Records shown:
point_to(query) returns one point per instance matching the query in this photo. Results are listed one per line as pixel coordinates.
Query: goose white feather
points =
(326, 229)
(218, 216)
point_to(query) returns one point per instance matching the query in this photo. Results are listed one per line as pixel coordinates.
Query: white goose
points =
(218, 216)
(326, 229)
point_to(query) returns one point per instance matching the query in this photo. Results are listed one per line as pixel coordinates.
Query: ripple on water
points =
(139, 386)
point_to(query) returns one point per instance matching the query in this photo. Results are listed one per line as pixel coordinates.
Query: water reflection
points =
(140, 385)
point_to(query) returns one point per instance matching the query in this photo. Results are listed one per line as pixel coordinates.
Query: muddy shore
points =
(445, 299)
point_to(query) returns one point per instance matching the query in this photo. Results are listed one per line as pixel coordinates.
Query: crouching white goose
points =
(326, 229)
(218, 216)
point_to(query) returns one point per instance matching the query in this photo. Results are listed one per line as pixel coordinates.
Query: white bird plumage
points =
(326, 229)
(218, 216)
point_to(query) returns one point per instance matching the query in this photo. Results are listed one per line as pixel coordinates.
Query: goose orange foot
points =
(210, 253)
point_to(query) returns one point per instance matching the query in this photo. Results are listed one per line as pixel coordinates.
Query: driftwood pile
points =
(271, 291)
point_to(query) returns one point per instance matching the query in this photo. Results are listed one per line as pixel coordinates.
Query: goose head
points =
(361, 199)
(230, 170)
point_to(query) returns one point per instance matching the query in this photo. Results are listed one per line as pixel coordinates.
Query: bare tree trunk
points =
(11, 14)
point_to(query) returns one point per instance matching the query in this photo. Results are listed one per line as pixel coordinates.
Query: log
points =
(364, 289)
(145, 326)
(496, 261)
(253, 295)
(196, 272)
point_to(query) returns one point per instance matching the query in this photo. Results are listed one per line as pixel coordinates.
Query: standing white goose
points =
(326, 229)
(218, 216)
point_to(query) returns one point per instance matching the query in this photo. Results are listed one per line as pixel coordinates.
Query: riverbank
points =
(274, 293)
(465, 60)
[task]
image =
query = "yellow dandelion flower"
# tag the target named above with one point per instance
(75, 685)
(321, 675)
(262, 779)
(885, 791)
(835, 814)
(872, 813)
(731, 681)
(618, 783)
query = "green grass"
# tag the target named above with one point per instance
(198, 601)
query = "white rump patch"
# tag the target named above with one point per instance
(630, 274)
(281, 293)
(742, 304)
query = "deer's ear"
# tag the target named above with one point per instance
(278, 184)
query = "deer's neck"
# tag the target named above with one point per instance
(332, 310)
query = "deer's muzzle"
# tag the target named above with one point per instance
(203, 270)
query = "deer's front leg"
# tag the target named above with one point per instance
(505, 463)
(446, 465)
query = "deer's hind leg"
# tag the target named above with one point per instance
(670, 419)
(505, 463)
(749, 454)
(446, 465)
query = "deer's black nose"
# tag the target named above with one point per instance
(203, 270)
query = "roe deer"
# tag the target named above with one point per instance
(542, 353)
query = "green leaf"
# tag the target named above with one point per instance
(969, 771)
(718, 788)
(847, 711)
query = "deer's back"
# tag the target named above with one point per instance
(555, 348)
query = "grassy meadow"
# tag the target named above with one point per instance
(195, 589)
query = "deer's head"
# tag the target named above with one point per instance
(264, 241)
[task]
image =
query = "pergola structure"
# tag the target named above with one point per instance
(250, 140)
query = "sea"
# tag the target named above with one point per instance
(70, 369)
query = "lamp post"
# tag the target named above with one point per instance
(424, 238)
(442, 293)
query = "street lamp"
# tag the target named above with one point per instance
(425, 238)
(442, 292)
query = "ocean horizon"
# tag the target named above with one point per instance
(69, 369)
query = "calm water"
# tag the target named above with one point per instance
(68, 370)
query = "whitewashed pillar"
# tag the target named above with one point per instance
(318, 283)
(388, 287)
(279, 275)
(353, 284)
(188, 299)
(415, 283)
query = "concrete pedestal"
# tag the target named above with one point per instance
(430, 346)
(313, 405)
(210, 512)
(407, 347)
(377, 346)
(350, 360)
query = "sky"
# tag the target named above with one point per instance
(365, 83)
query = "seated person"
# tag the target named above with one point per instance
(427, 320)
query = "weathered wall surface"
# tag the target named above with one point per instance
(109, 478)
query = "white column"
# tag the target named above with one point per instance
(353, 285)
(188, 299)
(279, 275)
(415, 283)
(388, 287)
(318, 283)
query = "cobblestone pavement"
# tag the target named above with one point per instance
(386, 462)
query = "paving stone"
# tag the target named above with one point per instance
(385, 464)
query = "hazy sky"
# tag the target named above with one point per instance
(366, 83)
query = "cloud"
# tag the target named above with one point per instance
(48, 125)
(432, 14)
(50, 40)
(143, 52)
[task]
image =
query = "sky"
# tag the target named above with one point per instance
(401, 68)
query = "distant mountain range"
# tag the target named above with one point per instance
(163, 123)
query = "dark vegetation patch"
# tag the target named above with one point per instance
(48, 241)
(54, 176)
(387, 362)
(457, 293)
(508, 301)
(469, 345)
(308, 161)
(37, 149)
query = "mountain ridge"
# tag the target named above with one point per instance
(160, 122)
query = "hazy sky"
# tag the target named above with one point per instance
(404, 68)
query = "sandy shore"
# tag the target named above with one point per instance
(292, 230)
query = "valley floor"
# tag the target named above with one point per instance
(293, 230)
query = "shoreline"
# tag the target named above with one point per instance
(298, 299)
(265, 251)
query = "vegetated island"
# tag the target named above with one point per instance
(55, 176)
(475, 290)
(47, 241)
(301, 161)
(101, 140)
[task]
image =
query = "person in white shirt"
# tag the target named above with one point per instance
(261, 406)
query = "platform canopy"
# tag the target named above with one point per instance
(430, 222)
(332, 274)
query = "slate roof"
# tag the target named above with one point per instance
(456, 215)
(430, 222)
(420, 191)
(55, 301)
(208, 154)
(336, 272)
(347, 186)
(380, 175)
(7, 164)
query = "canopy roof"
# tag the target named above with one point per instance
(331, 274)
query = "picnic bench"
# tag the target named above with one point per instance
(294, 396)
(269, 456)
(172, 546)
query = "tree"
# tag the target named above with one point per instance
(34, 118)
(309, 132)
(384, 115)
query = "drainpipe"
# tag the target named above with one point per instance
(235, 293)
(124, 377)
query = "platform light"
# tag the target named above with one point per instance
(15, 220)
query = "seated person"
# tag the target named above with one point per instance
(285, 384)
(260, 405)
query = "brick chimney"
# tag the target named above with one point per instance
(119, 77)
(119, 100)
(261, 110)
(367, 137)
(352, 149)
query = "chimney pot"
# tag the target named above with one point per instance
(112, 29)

What is expected:
Retype the entries one by one, exactly.

Exercise response:
point_to(query) returns one point per instance matching the query in this photo. Results are listed one per line as pixel coordinates.
Query: goose white feather
points =
(326, 229)
(218, 216)
point_to(query) returns one point per instance matching the query in this photo. Results are listed one per line as pixel coordinates.
Query: white goose
points =
(218, 216)
(326, 229)
point_to(query) returns one point per instance matching the query in this photo. Results are listed one per line as pixel coordinates.
Query: ripple on water
points =
(139, 386)
point_to(query) returns one point per instance matching the query in this photo. Results are listed one per line as pixel coordinates.
Query: water reflection
points =
(140, 385)
point_to(query) returns one point per instance matching the query in this photo. Results are listed one per line as pixel coordinates.
Query: muddy shore
points =
(445, 299)
point_to(query) returns one point per instance matching the query in this photo. Results are listed one per line as pixel coordinates.
Query: crouching white goose
points =
(326, 229)
(218, 216)
point_to(query) returns one point per instance matching the query in this photo. Results are listed one per line as pixel coordinates.
Query: white bird plumage
points =
(326, 229)
(218, 216)
point_to(query) returns one point per instance matching the query in this photo. Results are listed one per line as pixel coordinates.
Query: goose orange foot
points =
(210, 253)
point_to(query) returns one point per instance matching the query in this photo. Results are listed one per line as pixel coordinates.
Query: driftwood pile
points =
(271, 291)
point_to(query) returns one point per instance matching the query in this photo. Results are listed one per line as pixel coordinates.
Query: goose head
points =
(361, 199)
(230, 170)
point_to(query) returns one point per instance matching the query in this photo. Results are listed one per line as pixel coordinates.
Query: bare tree trunk
points =
(11, 14)
point_to(query) returns one point per instance matching the query in this photo. Results are listed one per line as pixel coordinates.
Query: log
points =
(364, 289)
(145, 326)
(496, 261)
(253, 295)
(196, 272)
point_to(query) returns one point per instance matching the query in this photo. Results are listed one per line as pixel coordinates.
Query: standing white goose
points =
(326, 229)
(218, 216)
point_to(query) returns one point per instance matching the query in this photo. Results are listed one per line as pixel coordinates.
Query: riverbank
points =
(274, 293)
(465, 60)
[task]
image =
query = "yellow dandelion flower"
# tag the target named above with one point per instance
(75, 685)
(321, 675)
(262, 779)
(885, 791)
(835, 814)
(872, 813)
(731, 681)
(618, 783)
query = "green grass"
# tag the target named above with one point per instance
(198, 601)
query = "white rump patch"
# tag the target named above with one point per instance
(630, 274)
(281, 293)
(742, 304)
query = "deer's ear"
# tag the target named above with one point per instance
(278, 184)
query = "deer's neck"
# tag the target named above with one point per instance
(332, 310)
query = "deer's muzzle"
# tag the target named above with one point per instance
(203, 270)
query = "deer's front leg"
# tag the target named above with one point per instance
(505, 463)
(446, 465)
query = "deer's hind leg"
# tag the target named above with one point per instance
(670, 419)
(505, 463)
(749, 454)
(446, 465)
query = "deer's black nose"
# tag the target named above with one point per instance
(203, 270)
query = "roe deer"
# tag the target named above with one point per instance
(542, 353)
query = "green leaf"
# tag the target named above with one point per instance
(969, 771)
(718, 788)
(847, 711)
query = "deer's back"
# tag the target named above with one point per instance
(555, 348)
query = "grassy meadow"
# tag the target named above with one point per instance
(195, 589)
query = "deer's head"
# tag the target named above with one point per instance
(264, 241)
[task]
image =
query = "pergola structure"
# tag the target named above with one point per instance
(250, 140)
query = "sea"
# tag the target named above with one point per instance
(70, 369)
query = "lamp post"
# tag the target named above with one point per instance
(424, 238)
(442, 293)
query = "street lamp"
# tag the target named above with one point per instance
(425, 238)
(442, 292)
query = "ocean horizon"
# tag the target named above with one point per instance
(69, 369)
query = "calm water"
# tag the target named above with one point per instance
(68, 370)
query = "whitewashed pillar"
# tag the target named above with one point per instance
(318, 283)
(388, 287)
(279, 275)
(353, 284)
(188, 299)
(415, 283)
query = "concrete pedestal"
# tag the target named above with one point per instance
(430, 346)
(313, 405)
(210, 512)
(407, 347)
(377, 346)
(350, 360)
query = "sky"
# tag the target named above with one point per instance
(365, 83)
query = "seated person"
# tag the target named above with one point per instance
(427, 320)
query = "weathered wall surface"
# tag the target named above with one point per instance
(109, 478)
query = "white column"
# tag the target named above with one point per instance
(353, 285)
(188, 299)
(279, 275)
(415, 283)
(388, 287)
(318, 283)
query = "cobblestone pavement"
# tag the target named above with one point per instance
(386, 462)
query = "paving stone"
# tag the target named above with one point per instance
(385, 464)
query = "hazy sky"
# tag the target named above with one point per instance
(366, 83)
query = "cloud"
# tag the target named above with one point per instance
(48, 125)
(432, 14)
(50, 40)
(143, 52)
[task]
image =
query = "sky"
# tag the target named above with one point per instance
(401, 68)
query = "distant mountain range"
# tag the target named above with one point per instance
(163, 123)
query = "dark vegetation patch"
# tag the target named above with one point per instance
(48, 241)
(54, 176)
(387, 362)
(457, 293)
(508, 301)
(469, 345)
(308, 161)
(37, 149)
query = "mountain ridge"
# tag the target named above with one point per instance
(160, 122)
query = "hazy sky"
# tag the target named above with one point per instance
(404, 68)
query = "sandy shore"
# tag the target named above with one point per instance
(292, 230)
query = "valley floor"
# tag the target named above with one point per instance
(293, 230)
query = "shoreline"
# tag the target named above with one point per instance
(298, 299)
(265, 251)
query = "vegetated island"
# tag the target named above with one point per instance
(55, 176)
(475, 290)
(47, 241)
(301, 161)
(101, 140)
[task]
image =
query = "person in white shirt"
# tag the target named above with one point per instance
(261, 406)
query = "platform canopy"
# tag the target named above with one point per instance
(430, 222)
(332, 274)
query = "slate roof"
# tag the target named above with one point per instance
(456, 215)
(430, 222)
(420, 191)
(55, 301)
(208, 154)
(336, 272)
(347, 186)
(380, 175)
(7, 164)
query = "canopy roof"
# tag the target named above with one point per instance
(331, 274)
query = "picnic bench"
# tag the target named above with one point per instance
(294, 396)
(269, 456)
(172, 546)
query = "tree"
# tag the target named above with one point per instance
(34, 118)
(309, 132)
(384, 115)
query = "drainpipe"
# tag the target named above with one point per instance
(235, 293)
(124, 377)
query = "platform light"
# tag the target named above with one point per instance
(15, 220)
query = "seated person"
# tag the target named above with one point per instance
(285, 384)
(260, 405)
query = "brick chimney"
# tag the target named above with one point per instance
(119, 77)
(119, 100)
(261, 110)
(367, 137)
(352, 149)
query = "chimney pot"
# tag the target named above with one point per instance
(112, 29)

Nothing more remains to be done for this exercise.